**PROBLEM REQUIREMENTS:** All of the records are to be copied out exactly, with nothing left out.

**MATERIALS PROVIDED:**
━━━━━━━━━━━━━━━━
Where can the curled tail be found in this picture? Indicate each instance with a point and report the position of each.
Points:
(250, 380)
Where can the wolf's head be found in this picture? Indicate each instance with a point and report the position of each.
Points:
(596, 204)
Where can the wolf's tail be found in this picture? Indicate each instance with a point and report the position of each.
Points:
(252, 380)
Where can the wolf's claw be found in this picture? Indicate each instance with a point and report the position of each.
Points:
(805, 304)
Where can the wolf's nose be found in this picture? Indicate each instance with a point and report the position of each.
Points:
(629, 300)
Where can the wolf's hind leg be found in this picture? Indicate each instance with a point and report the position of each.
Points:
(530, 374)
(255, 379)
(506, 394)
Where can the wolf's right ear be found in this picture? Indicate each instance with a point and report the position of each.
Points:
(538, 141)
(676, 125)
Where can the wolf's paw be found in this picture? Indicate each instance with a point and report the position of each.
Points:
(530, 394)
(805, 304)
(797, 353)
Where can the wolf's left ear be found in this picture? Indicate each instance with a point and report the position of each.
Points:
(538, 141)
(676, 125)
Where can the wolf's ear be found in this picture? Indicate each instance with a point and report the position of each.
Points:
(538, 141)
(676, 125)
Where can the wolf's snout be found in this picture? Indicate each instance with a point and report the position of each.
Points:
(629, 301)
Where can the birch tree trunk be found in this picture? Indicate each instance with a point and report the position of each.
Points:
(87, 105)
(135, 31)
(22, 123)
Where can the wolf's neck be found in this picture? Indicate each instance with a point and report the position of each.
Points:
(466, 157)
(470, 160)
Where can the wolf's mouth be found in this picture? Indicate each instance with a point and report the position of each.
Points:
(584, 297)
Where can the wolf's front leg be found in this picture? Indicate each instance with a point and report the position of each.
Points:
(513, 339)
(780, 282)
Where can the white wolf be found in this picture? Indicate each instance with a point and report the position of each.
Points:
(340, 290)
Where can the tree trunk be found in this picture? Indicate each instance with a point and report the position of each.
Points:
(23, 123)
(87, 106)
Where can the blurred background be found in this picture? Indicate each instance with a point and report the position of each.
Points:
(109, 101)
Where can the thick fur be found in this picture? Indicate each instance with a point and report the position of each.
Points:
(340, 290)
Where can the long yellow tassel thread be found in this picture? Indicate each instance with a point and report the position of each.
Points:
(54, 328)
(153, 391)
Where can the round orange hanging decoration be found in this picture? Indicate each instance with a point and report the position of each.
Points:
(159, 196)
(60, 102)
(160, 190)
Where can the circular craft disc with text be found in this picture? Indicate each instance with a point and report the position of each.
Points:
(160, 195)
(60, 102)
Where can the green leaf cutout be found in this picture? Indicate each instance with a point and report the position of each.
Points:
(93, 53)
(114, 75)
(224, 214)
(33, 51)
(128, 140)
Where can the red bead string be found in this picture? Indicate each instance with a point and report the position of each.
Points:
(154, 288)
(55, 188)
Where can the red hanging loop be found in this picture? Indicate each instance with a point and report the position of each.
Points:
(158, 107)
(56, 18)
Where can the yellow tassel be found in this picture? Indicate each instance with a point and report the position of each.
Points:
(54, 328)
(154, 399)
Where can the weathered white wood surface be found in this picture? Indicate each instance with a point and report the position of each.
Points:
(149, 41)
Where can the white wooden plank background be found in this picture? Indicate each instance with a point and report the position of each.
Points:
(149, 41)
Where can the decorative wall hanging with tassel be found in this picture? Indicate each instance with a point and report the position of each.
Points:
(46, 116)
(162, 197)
━━━━━━━━━━━━━━━━
**FINAL ANSWER:**
Where can the curled tail be found in this picture? Indicate each instance with a point and report the position of each.
Points:
(250, 380)
Where can the wolf's head be found in this picture? Indicate each instance with a point and report the position of each.
Points:
(596, 204)
Where can the wolf's tail be found in this picture? Indicate each instance with a point and report the position of each.
Points:
(252, 380)
Where can the wolf's claw be found in this picture? Indicate each instance with a point and report the position of each.
Points:
(805, 304)
Where can the wolf's nose be found in this picture? Indicate each instance with a point and report the position of each.
Points:
(629, 300)
Where can the wolf's hind leg be found in this picture? Indicate each instance with a point and report the position of each.
Points:
(530, 374)
(255, 379)
(506, 394)
Where can the wolf's right ear be found in this picture? Indicate each instance with a point and report the position of each.
Points:
(538, 141)
(676, 125)
Where can the wolf's paw be found in this picture? Indicate each instance with a point and report the position of each.
Points:
(530, 394)
(805, 304)
(797, 353)
Where can the wolf's left ear be found in this picture? Indicate each instance with a point and report the position of each.
Points:
(538, 141)
(676, 125)
Where can the wolf's ear be found in this picture? Indicate each instance with a point and report the position of each.
Points:
(538, 141)
(676, 125)
Where can the wolf's snout be found in this picture? Indicate each instance with a point and report the position of each.
Points:
(629, 301)
Where can the birch tree trunk be found in this picture? Indicate each instance with a point and report the position of each.
Points:
(87, 105)
(135, 31)
(22, 123)
Where can the wolf's neck be found in this picture? Indicate each instance with a point and report the position of each.
Points:
(466, 157)
(470, 160)
Where can the wolf's mouth be found in this picture? Indicate each instance with a point and report the position of each.
Points:
(584, 297)
Where can the wolf's front leg be found in this picture? Indicate each instance with a point and report the position of each.
Points:
(513, 339)
(780, 282)
Where can the white wolf be found in this picture? Indicate each instance with a point and report the position of each.
Points:
(340, 290)
Where can the tree trunk be found in this picture? Indicate each instance with a point and report the position of each.
Points:
(23, 123)
(87, 106)
Where can the blurred background be found in this picture? Indicate each instance with a point and report the position of each.
Points:
(109, 101)
Where can the thick fur be found in this picture? Indicate each instance with a point and report the position of each.
Points:
(340, 290)
Where can the long yellow tassel thread be found in this picture? Indicate each instance with a point and report the position of each.
Points:
(54, 328)
(153, 391)
Where can the round orange hanging decoration be found in this picture? Indicate each instance with a point and report the position of each.
Points:
(159, 196)
(60, 102)
(160, 190)
Where can the circular craft disc with text be found in this picture? Indicate each instance with a point and report the position of each.
Points:
(160, 195)
(60, 102)
Where can the green leaf cutout be found in this picture? Indicate each instance with a point and report the position of each.
Points:
(93, 53)
(114, 75)
(224, 214)
(33, 51)
(128, 140)
Where can the red bead string be found in this picture? Indicate each instance with a point and report the position of each.
Points:
(154, 288)
(55, 188)
Where can the red hanging loop be found in this picture? Indicate each instance with a point and report the position of each.
Points:
(158, 107)
(56, 18)
Where can the yellow tassel be found in this picture? Indicate each instance with a point and report the position of each.
Points:
(54, 328)
(154, 399)
Where can the weathered white wood surface be found in this picture? Indicate each instance with a point and report the position of each.
Points:
(149, 41)
Where can the white wooden plank background be found in this picture? Indicate each instance with a point and report the position of each.
Points:
(149, 41)
Where can the decorative wall hanging with tassel be found in this picture? Indicate each instance with a point and report the position of each.
Points:
(46, 116)
(162, 197)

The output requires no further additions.